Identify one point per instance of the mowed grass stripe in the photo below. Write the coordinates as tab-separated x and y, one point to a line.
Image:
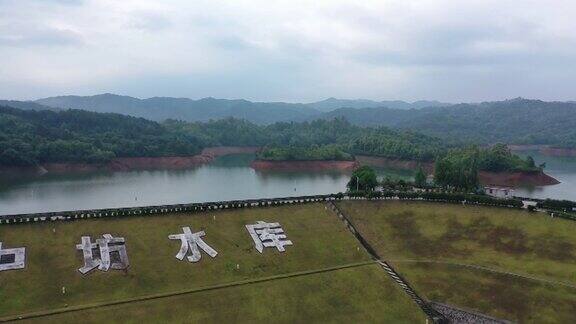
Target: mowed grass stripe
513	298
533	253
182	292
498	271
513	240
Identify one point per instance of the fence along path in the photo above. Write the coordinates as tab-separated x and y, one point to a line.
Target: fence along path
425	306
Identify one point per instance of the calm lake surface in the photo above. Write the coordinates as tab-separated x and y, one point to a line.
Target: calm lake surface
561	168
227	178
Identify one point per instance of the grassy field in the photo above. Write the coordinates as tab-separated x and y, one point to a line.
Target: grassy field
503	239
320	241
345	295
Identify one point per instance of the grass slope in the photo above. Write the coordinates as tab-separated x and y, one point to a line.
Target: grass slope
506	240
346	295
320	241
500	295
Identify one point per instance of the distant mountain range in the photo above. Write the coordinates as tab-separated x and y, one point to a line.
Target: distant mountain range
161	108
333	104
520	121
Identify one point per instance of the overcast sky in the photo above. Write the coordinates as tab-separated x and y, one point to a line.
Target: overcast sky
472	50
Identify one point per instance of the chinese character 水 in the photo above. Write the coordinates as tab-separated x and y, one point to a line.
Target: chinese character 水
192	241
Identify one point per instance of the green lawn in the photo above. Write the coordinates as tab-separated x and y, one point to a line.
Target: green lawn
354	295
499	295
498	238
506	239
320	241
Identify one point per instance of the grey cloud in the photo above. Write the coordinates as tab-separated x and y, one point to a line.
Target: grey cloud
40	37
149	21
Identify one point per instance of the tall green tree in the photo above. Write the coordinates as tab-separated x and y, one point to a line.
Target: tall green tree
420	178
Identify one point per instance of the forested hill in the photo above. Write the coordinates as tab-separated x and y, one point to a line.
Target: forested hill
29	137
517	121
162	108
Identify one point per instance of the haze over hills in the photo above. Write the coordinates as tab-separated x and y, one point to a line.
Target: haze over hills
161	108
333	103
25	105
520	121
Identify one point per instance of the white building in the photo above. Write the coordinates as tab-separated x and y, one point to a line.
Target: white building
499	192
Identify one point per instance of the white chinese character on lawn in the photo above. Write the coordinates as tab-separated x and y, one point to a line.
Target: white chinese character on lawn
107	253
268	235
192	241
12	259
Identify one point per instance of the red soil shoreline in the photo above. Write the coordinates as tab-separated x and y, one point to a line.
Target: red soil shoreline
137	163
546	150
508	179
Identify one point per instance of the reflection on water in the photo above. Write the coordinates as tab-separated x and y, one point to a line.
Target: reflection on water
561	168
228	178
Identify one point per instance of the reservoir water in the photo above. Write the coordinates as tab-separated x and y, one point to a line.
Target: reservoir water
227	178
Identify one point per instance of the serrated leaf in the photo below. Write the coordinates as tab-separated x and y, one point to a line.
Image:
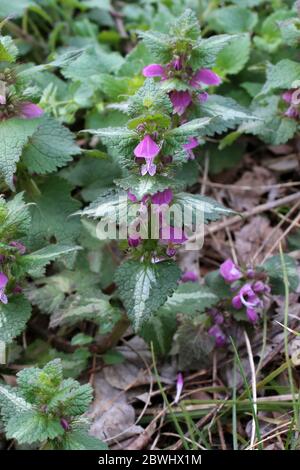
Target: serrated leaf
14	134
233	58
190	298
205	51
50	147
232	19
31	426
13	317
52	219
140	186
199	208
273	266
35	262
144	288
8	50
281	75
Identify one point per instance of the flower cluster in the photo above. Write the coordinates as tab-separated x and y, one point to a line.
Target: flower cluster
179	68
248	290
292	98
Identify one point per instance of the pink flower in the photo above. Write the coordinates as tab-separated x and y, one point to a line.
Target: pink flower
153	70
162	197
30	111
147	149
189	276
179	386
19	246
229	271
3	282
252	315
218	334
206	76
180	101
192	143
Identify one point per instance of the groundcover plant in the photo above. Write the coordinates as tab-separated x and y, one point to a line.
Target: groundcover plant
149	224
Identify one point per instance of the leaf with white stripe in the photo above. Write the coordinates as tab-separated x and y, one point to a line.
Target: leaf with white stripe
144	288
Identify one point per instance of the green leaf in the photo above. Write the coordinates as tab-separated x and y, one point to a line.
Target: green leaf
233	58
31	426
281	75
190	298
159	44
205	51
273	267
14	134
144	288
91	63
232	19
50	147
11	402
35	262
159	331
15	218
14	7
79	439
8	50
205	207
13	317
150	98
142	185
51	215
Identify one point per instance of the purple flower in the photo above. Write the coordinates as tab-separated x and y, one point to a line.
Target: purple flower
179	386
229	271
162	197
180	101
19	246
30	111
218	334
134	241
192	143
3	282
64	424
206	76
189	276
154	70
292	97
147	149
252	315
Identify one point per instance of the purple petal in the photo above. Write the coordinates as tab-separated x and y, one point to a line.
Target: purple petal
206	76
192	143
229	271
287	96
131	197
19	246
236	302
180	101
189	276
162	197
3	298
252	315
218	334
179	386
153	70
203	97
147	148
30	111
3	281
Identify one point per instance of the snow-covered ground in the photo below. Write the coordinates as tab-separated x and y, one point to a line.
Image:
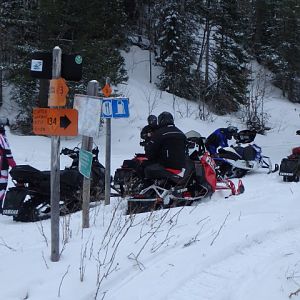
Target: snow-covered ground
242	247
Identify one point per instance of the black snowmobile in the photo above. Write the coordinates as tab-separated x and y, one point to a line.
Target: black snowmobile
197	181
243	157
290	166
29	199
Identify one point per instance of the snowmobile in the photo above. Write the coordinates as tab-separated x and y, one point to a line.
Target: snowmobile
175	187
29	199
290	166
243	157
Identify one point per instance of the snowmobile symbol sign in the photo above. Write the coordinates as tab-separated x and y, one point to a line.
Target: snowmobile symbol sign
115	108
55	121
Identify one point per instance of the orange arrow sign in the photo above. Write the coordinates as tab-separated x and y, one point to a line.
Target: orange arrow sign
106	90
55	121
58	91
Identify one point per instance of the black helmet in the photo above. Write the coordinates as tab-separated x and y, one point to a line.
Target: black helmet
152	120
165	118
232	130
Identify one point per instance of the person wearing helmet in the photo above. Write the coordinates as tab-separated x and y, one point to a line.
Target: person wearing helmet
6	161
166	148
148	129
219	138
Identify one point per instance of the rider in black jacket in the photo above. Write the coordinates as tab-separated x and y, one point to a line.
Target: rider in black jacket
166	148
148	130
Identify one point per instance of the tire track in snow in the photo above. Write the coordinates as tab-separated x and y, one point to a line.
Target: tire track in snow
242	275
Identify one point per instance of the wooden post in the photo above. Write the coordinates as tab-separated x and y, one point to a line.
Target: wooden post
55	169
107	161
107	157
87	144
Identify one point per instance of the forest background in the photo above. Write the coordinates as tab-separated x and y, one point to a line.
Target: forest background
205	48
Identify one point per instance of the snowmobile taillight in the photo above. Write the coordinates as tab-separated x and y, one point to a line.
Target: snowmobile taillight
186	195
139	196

The task - The answer should contain all the material above, copied exactly, and no images.

Solved problem -
Identify one point per instance of the mowed grass stripe in the photo below. Write the coordinates as tab-separated x and y, one point to a line.
Image:
Target: mowed grass stripe
513	298
533	253
182	292
498	271
513	240
Identify one point per instance of the fence along path in the photo above. Write the coordinates as tab-separated x and y, one point to a line.
Target: fence along path
425	306
Identify one point per instance of the calm lake surface in the photo above. Write the coordinates as tab-separated x and y, one point to a line.
Target: calm lake surface
561	168
227	178
Identify one point per instance of the grassy field in the photo above. Write the coordinates as tab-separated x and y, one point to a line.
Target: grassy field
503	239
320	241
345	295
Identify one point per instance of the grass slope in the photo above. Write the coordinates as tab-separated x and y, one point to a line.
Target: grass slope
506	240
346	295
320	241
500	295
Identify one point per instance of the distant mountain range in the photo above. Write the coordinates as tab-separated x and y, one point to a line.
Target: distant mountain range
161	108
333	104
520	121
Identify one point per instance of the overcast sky in the photo above. Write the coordinates as tab-separated x and y, one point to a line.
Target: overcast sky
472	50
Identify one point per instance of the chinese character 水 in the photo above. Write the coordinates as tab-separated x and y, one point to a line.
Target: chinese character 水
192	241
Identify one point per instance of the green lawn in the photo above. Write the coordinates as tab-separated x and y, one point to a line.
Target: green lawn
354	295
499	295
498	238
506	239
320	241
Identify one point per instance of the grey cloud in the photo above. Write the coordinates as tab-separated x and y, one point to a line.
Target: grey cloud
40	37
149	21
Identify one point per instance of the tall green tree in the photo above. Write the coordinates as tab-separated x and y, one point to a line.
Target: tall green tree
420	178
Identify one point per instance of the forested hill in the photo above. Write the coordinates as tab-separated x and y, one point to a line.
Target: forested hill
29	137
517	121
162	108
Identify one point per instance of the haze over hills in the photo above. Write the coordinates as tab-separated x and y, one point to a line.
Target: haze over hills
161	108
333	103
25	105
520	121
Identify one point per instance of the white building in the photo above. Write the coordinates as tab-separated x and y, one point to a line.
Target: white building
499	192
Identify one point per instance of the white chinese character on lawn in the photo above. Write the coordinates as tab-separated x and y, one point to a line.
Target: white chinese character on lawn
107	253
268	235
192	241
12	259
Identify one point per instance of the red soil shoreline in the photo above. Write the coordinates as tab-separated x and y, one point to a line.
Target: red soil shoreline
137	163
546	150
508	179
Identify one point per instance of the reflection on water in the photo above. Write the coordinates as tab-separated x and y, one point to a line.
Target: reflection on water
561	168
228	178
Identify one point per instance of the reservoir water in the photo above. Write the coordinates as tab-separated x and y, one point to a line.
Target: reservoir water
227	178
Identify one point per instance of the serrated leaf in the photo below. Write the coordinates as tab-separated x and y, one point to a line.
Image:
Target: serrated leaf
14	134
233	58
190	298
205	51
50	147
232	19
31	426
13	317
52	219
140	186
199	208
273	266
35	262
144	288
8	50
281	75
Identify one point per instance of the flower cluster in the photo above. Write the coordinates as tab-separated x and y, one point to a line.
Target: flower cluster
179	68
248	290
292	98
Identify one point per instance of the pink flower in the photo above. Write the coordinates as tab-separated x and y, one point to a line.
Target: pink flower
153	70
162	197
30	111
147	149
189	276
179	386
19	246
229	271
3	282
252	315
218	334
206	76
180	101
192	143
Identify one point per instance of the groundcover plant in the photo above. Write the coordinates as tab-separated x and y, one point to a line.
Target: groundcover plant
149	224
Identify one point per instance of the leaf with white stripe in the photo above. Write the coordinates as tab-separated x and y, one point to a line.
Target: leaf with white stripe
144	288
Identify one point per instance of the green leaf in the photo above. Write the coordinates as tab-separated x and y, one point to a line.
Target: green leaf
233	58
31	426
281	75
190	298
159	44
205	51
273	267
14	134
144	288
91	63
232	19
50	147
11	402
35	262
159	331
15	218
14	7
79	439
8	50
205	207
13	317
150	98
142	185
51	215
Identify one point per instance of the purple flower in the photo above. Write the coordinates as tab-separated x and y, one point to a line.
Target: purple flower
179	386
229	271
162	197
180	101
19	246
30	111
218	334
134	241
192	143
3	282
64	424
206	76
189	276
154	70
292	97
147	149
252	315
Identify one point per instance of the purple petal in the photo above. Write the coordinates as tab-separated x and y, one point to a line.
Target: purple petal
206	76
192	143
229	271
287	96
131	197
19	246
236	302
180	101
189	276
162	197
3	298
252	315
218	334
179	386
153	70
203	97
147	148
30	111
3	281
Identify one point per instance of the snow-covered ground in the photo below. Write the coordinates as tab-separated x and y, one point to a line.
Image:
Target: snow-covered ground
242	247
Identify one point per instance of the black snowmobile in the photo above. Write the coordinates as tab-separated x and y, one point to a line.
Target: black snowmobile
197	181
243	157
290	166
29	199
Identify one point per instance of the snowmobile in the photo above. Write the coordinates as tab-separated x and y, one point to a line.
Target: snowmobile
175	187
29	199
290	166
243	157
Identify one point per instance of the snowmobile symbol sign in the photo above. Write the coordinates as tab-separated x and y, one point to a line.
Target: snowmobile symbol sign
115	108
55	121
Identify one point per instance of the orange arrow sign in the photo above. Write the coordinates as tab-separated x and y, one point to a line.
Target: orange arrow sign
106	90
55	121
58	91
Identify one point per instance of the black helmet in the photo above. Write the coordinates as tab-separated x and y, one point to a line.
Target: black helmet
152	120
165	118
232	130
Identify one point per instance of the person wearing helmet in the photo above. Write the coordinates as tab-separated x and y, one point to a line.
Target: person wearing helmet
6	161
166	148
148	129
219	138
Identify one point per instance of the rider in black jacket in the photo above. Write the coordinates as tab-separated x and y, one point to a line.
Target: rider in black jacket
166	148
148	130
Identify one point per instance of the tire track in snow in the photo above. Write the coordinates as tab-separated x and y, one point to a line.
Target: tire track in snow
242	275
Identify one point per instance of the wooden post in the photo above. Write the coordinates as tab-separated x and y, one point to a line.
Target: wooden post
55	169
107	161
107	157
87	144
Identify one point per instance of the forest background in the photo above. Write the coordinates as tab-separated x and y, one point to a line.
Target: forest background
205	48
Identify one point per instance of the snowmobile taillight in the photo above. Write the coordinates as tab-separated x and y, one point to a line.
Target: snowmobile taillight
186	195
139	196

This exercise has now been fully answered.